>> Begin RECORDS FOR THIS TASK

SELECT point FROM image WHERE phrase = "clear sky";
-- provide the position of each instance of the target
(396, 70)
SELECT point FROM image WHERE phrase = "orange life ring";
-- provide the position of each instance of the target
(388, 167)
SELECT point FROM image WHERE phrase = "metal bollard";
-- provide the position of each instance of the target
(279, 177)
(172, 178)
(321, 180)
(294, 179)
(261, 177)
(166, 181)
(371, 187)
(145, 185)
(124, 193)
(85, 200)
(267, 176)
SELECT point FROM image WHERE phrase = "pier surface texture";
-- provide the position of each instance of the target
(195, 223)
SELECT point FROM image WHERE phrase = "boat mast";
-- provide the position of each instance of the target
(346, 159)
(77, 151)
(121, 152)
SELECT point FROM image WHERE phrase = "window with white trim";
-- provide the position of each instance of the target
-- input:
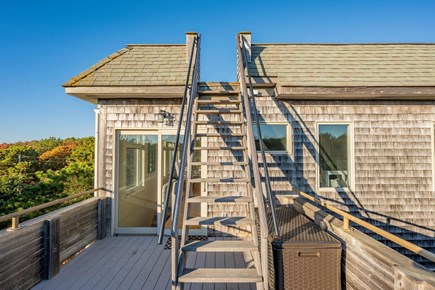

>> End RECORDS FOR THIS TASK

* [OBJECTIVE] Render every line of the material above as a Markdown table with the columns Row and Line, numbering each row and skipping blank lines. Leave the pictures out of the table.

* [EXERCISE RESPONSE]
| Row | Line |
|---|---|
| 1 | SELECT point FROM image WHERE phrase = "clear sky"; |
| 2 | -- provide the position of each instance of the target |
| 3 | (396, 70) |
| 4 | SELECT point FROM image WHERE phrase = "orange life ring"; |
| 5 | -- provide the position of each instance of the target |
| 6 | (388, 167) |
| 7 | SELECT point FROM image WHERE phrase = "metal bollard"; |
| 8 | -- provide the position of each instance of the target |
| 9 | (279, 177) |
| 10 | (172, 178) |
| 11 | (321, 180) |
| 12 | (294, 179) |
| 13 | (261, 177) |
| 14 | (166, 181) |
| 15 | (371, 187) |
| 16 | (145, 185) |
| 17 | (124, 193) |
| 18 | (85, 200) |
| 19 | (267, 176) |
| 20 | SELECT point FROM image WHERE phrase = "pier surface texture"; |
| 21 | -- provide the position of each instance of the target |
| 22 | (195, 223) |
| 23 | SELECT point FROM image WHERE phrase = "boat mast"; |
| 24 | -- provide the position of each instance of the target |
| 25 | (346, 159) |
| 26 | (77, 151) |
| 27 | (121, 152) |
| 28 | SELECT point FROM image WHERE phrase = "window with white trim"; |
| 29 | -- provide the position of each instance of the target |
| 30 | -- input: |